---- Data to process

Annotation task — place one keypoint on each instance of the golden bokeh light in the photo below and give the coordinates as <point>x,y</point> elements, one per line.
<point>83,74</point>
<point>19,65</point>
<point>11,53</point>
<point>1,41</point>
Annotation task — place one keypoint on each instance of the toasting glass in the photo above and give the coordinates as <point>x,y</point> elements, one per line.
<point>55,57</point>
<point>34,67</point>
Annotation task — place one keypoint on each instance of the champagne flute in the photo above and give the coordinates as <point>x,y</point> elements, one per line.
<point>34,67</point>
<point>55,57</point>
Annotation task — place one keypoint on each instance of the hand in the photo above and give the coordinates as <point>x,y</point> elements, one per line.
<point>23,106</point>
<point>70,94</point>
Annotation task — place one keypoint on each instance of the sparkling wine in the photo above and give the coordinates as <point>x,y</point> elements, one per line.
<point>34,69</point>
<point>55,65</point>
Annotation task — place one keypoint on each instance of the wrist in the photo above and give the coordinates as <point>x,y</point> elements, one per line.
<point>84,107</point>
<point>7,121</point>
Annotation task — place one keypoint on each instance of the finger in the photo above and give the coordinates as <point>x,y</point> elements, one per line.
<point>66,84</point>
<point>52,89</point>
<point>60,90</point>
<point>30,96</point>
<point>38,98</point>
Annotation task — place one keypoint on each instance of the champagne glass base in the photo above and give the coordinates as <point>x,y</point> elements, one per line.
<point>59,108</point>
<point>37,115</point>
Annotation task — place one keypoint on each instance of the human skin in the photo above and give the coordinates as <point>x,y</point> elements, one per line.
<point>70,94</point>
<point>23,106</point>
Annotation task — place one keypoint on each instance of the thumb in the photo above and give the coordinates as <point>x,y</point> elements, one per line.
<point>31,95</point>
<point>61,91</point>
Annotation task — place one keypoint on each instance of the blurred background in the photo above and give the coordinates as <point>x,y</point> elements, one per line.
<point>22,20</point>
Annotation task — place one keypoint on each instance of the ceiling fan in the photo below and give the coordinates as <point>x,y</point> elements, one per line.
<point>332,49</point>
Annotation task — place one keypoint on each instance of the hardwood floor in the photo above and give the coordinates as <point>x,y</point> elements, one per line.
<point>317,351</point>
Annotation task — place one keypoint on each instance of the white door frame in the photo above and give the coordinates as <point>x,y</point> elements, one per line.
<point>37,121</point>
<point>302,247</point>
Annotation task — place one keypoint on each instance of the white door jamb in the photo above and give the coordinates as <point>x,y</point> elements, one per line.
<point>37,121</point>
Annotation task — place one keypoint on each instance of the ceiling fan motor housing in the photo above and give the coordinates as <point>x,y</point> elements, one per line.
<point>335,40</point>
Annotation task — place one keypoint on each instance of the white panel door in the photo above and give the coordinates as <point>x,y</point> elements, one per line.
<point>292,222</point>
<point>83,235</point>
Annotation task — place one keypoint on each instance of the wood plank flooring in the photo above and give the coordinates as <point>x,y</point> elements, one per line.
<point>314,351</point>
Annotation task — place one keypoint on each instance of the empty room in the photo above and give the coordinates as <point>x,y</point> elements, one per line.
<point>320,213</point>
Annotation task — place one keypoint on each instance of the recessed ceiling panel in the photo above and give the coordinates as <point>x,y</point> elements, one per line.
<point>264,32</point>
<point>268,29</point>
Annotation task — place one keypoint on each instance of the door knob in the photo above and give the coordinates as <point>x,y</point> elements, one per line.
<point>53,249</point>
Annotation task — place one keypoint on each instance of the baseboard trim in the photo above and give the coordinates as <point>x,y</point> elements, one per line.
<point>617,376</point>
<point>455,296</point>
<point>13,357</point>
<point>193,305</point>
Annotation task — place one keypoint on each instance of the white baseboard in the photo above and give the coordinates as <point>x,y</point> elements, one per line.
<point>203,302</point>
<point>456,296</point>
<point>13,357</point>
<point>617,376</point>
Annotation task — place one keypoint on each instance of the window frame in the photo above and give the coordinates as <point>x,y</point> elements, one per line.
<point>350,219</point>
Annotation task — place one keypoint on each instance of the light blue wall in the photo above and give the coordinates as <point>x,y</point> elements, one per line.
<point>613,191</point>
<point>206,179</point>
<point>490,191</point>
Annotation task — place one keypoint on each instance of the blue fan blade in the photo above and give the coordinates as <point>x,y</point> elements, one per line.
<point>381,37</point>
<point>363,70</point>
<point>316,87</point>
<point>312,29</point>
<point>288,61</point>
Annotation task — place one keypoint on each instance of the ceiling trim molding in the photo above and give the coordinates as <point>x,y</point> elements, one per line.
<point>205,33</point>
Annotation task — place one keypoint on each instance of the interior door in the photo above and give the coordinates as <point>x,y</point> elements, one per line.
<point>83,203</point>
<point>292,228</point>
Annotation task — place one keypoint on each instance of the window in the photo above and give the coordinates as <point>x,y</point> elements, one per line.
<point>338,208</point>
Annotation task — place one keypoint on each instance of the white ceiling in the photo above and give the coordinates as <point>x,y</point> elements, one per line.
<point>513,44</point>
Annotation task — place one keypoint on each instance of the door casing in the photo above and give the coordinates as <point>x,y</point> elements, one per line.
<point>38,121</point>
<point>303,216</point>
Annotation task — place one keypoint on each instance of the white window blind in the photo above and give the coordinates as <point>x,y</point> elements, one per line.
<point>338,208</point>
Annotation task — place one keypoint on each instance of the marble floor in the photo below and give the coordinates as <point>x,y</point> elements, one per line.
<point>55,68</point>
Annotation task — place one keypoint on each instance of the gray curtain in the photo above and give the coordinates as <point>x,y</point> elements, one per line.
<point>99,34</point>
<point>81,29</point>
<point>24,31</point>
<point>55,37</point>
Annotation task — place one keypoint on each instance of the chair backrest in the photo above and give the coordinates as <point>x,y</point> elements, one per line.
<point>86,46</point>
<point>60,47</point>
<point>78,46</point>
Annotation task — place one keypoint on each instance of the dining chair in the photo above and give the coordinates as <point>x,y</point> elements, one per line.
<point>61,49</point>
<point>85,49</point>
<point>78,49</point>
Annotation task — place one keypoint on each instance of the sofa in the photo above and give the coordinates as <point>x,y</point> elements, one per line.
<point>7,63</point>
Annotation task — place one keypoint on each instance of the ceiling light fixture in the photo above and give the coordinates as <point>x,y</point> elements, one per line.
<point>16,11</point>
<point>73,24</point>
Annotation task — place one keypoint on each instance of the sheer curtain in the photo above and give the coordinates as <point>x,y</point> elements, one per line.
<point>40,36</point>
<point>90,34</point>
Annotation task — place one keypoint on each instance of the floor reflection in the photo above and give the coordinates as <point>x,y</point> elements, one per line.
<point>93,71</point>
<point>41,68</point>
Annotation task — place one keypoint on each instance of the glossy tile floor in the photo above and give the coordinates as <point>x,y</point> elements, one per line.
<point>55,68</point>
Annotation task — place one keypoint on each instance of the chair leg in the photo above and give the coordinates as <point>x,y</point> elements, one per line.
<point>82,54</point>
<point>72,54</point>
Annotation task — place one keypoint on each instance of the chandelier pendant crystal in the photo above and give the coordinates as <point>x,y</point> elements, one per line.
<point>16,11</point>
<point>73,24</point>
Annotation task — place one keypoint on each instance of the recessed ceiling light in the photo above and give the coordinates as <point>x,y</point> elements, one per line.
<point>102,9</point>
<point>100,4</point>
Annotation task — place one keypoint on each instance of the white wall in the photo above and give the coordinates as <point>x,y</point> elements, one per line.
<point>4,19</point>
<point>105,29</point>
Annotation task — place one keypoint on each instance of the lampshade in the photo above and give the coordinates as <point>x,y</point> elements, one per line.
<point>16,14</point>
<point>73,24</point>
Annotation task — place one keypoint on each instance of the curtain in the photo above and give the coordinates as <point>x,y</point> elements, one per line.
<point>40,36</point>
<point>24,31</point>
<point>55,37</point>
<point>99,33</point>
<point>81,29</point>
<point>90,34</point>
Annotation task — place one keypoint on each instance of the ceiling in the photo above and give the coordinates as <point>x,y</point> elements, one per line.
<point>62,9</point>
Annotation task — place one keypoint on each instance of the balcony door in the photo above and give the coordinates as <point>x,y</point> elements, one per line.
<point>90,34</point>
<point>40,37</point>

--------

■ Short exercise
Copy the items word for word, starting at the line that contains "of the gray" and ending after the line that contains "<point>78,46</point>", including both of those lines.

■ Written reply
Annotation task — place one keypoint on each instance of the gray curtain in the photo above and give the coordinates as <point>x,y</point> elements, one per line.
<point>99,34</point>
<point>81,29</point>
<point>24,31</point>
<point>55,37</point>
Annotation task — place one keypoint on each instance of the chair backrest in the photo above and give the coordinates as <point>x,y</point> elements, one per line.
<point>86,46</point>
<point>60,47</point>
<point>78,46</point>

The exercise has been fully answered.